• **WORK REQUIRED**
Please continue the passage on aortic dissection complicated by myocardial infarction, starting after its last sentence.
++++ DOCUMENT PASSAGE ++++
Therefore, its diagnostic is difficult. In 25% of the cases, changes in the associated ECG may be compatible with cardiac ischemia leading to a wrong diagnosis, in particular in the case of an elevation of the ST associated with ECG . Acute myocardial infarction (AMI) and AD are both critical illness that require rapid diagnosis and treatment in the emergency department . Rarely, MI can be associated with ascending aortic dissection occurring in 1 to 5% of cases . It is therefore critical to diagnose as early as possible the STEMI that occurs secondary to TAAD because the therapies used to treat MI, can be lethal for patients with AD [3,11]. If patients with AD are given thrombolysis, their mortality rate increases significantly as a consequence of further rupture, expansion and uncontrolled bleeding [12-14]. When AD is complicated by AMI, the pathophysiological mechanisms of coronary malperfusion could be explained by the location where the expanding hematoma causes narrowing of the affected vessel and the location where the dissection flap can partially occlude the ostium of the coronary artery, affecting the blood flow inside the vessel, which may lead to coronary thrombosis and consequent MI [4,15]. In addition dissection can extend directly into the coronary arteries and usually the right coronary artery (RCA) is affected more often than the left artery [15-18]. The higher incidence of involvement of the RCA is due to the fact that dissection come more often from the right anterior aspect of ascending aorta above the right coronary sinus .
++++ SOURCE MATERIAL ++++
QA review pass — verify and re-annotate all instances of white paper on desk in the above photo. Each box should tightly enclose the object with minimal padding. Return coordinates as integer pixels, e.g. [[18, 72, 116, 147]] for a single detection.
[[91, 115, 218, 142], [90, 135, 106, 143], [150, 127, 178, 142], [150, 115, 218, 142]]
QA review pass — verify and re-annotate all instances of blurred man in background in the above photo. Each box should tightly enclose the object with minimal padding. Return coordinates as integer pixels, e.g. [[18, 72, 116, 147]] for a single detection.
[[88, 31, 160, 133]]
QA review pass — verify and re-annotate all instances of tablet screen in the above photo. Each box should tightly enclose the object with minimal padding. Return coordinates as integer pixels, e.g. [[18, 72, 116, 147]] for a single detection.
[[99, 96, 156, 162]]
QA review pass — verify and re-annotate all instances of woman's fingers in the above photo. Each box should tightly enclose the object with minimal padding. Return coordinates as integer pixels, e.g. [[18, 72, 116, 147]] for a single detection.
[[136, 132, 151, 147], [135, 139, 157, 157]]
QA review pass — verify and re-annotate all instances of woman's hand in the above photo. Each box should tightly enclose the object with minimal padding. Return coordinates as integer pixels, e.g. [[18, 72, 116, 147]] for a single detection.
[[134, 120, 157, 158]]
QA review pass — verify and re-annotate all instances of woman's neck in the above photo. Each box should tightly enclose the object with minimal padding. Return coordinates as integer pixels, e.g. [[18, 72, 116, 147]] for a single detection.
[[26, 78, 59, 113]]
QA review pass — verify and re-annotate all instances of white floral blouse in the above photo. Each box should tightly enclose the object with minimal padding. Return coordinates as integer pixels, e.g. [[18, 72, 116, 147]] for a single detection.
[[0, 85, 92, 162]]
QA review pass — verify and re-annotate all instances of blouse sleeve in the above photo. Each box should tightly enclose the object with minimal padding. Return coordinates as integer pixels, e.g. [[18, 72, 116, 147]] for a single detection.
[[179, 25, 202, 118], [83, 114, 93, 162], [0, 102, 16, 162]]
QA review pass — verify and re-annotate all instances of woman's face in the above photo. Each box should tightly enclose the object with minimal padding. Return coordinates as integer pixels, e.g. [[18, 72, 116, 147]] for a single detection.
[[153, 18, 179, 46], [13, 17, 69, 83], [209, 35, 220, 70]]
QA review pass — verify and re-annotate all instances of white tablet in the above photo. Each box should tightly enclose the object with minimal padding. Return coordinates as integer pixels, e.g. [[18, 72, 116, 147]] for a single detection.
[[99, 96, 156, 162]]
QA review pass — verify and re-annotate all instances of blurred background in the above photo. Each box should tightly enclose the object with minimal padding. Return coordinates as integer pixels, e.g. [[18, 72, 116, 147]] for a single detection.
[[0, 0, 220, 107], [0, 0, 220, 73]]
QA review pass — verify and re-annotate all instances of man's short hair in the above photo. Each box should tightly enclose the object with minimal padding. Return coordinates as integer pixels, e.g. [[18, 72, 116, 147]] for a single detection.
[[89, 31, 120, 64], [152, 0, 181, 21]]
++++
• **RESPONSE BELOW**
The diagnosis of STEMI include by Stanford TAAD is difficult and there is no optimal strategy for emergency physicians. However, emergency transthoracic echocardiogram (TTE) can be of great importance to distinguish STEMI caused by TAAD from atherosclerotic etiology. It presents an easy, effective and no invasive tool in the rapid assessment of patients in emergency setting . It can provide information that directly supports the diagnosis as the visualization of an intimal flap or intramural hematoma. In some cases, the detection of aortic regurgitation with normal valve cusps, aortic root dilatation and pericardial effusion, should also raise the possibility of the presence of dissection [3,21]. In this case, emergency TTE allowed us to distinguish between a true STEMI and an AD. While there was some suspicion for AD based on the history and physical examination. Given the clear signs of ischemia on ECG, it was felt that MI was the most likely diagnosis. However with minutes of TEE we were able to rule in AD. Once the diagnosis of AD is suspected, other imaging studies should be performed without further delay. Contrast enhanced CT scanning, magnetic resonance and TEE are all highly accurate techniques that are useful for the confirmation or the exclusion of the diagnosis [4,22].
CTA is an extremely helpful imaging tool to establish the diagnosis quickly due to its good imaging for the aorta and coronary anatomy and also to determine the presence of any associated complications . TEE may also be performed and would represent the subsequent imaging technique for unclear cases of AD, or to complete the diagnosis and also, it provide the surgeon with valuable information such as the severity and mechanisms of AR and help to determine the optimal management of any consequent AR [23,24]. Once the diagnosis of TAAD is confirmed, urgent surgical intervention is required to prevent aortic rupture and related complications associated with the dissection process such as cardiac tamponade . Medical management before surgery is essential. It aims to control hypertension, pulse rate, by using beta-blockers simultaneously with anti-hypertensive therapy and relieve pain bay analgesic therapy . Surgical treatment basically consists in closing the dissection entry port and replacing the ascending aorta and aortic arch if needed and reconstruction of coronary arteries . Repair of the aortic root and preservation of the aortic valve should always be attempted if possible. However, if both aortic root and the aortic valve are diseased, a complete aortic root replacement with a valved conduit is preferred .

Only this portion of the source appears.